You lie on the table, a body, with someone's tears drifting into your ears.
Now the huge radiation machine overhead is lowered, lowered, until it lands inches from my bare breast. The technicians -- usually three; two, plus a student -- now scurry out of the room like frightened cockroaches. A switch is turned on from somewhere. Now I'm alone, pinned under the machine, the buzzing going on and on like something in my head. I close my eyes and search my mind and memory for escape from this absurd moment. The hard table, my right arm raised like a stupid wave to no one. So I become an escape artist. I am on a beach, watching the surf. I am walking in the country on a perfect day; the air smells of apples so it must be autumn. I am my 8-year-old self, in the car with my mother.
Summers she took me to Aunt Mabel's in Rye, New York, or Aunt Lill's in Boston, driving the 500 miles over unpaved roads, gunning the accelerator with her high-heeled sandal as if the future stretched ahead as free and open-ended as the road, and the murderous past, receding in our rear view mirror, was left behind forever.

MATERIAL PROVIDED:
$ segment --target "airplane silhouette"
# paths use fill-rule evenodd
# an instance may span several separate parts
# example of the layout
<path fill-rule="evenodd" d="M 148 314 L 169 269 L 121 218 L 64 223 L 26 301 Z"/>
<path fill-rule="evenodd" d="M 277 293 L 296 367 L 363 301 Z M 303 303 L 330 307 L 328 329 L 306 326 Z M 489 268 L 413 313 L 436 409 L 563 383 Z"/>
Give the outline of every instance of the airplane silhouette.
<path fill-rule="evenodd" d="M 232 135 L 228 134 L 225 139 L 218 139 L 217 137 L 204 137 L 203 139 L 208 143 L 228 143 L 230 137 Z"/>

QUESTIONS ON THE MATERIAL:
1. Substitute "mice" for "cockroaches" in the radiation-therapy passage, and give the part that begins at the words "You lie on the" and stops after "with my mother.".
2. Answer these questions from the radiation-therapy passage.
(a) How many technicians are usually present?
(b) What smell in the air tells the narrator it must be autumn?
(c) Whose homes did the mother drive to in summer, and in which places?

SOLVED PROBLEMS:
1.
You lie on the table, a body, with someone's tears drifting into your ears.
Now the huge radiation machine overhead is lowered, lowered, until it lands inches from my bare breast. The technicians -- usually three; two, plus a student -- now scurry out of the room like frightened mice. A switch is turned on from somewhere. Now I'm alone, pinned under the machine, the buzzing going on and on like something in my head. I close my eyes and search my mind and memory for escape from this absurd moment. The hard table, my right arm raised like a stupid wave to no one. So I become an escape artist. I am on a beach, watching the surf. I am walking in the country on a perfect day; the air smells of apples so it must be autumn. I am my 8-year-old self, in the car with my mother.

2.
(a) Three: two, plus a student.
(b) The smell of apples.
(c) Aunt Mabel's in Rye, New York, and Aunt Lill's in Boston.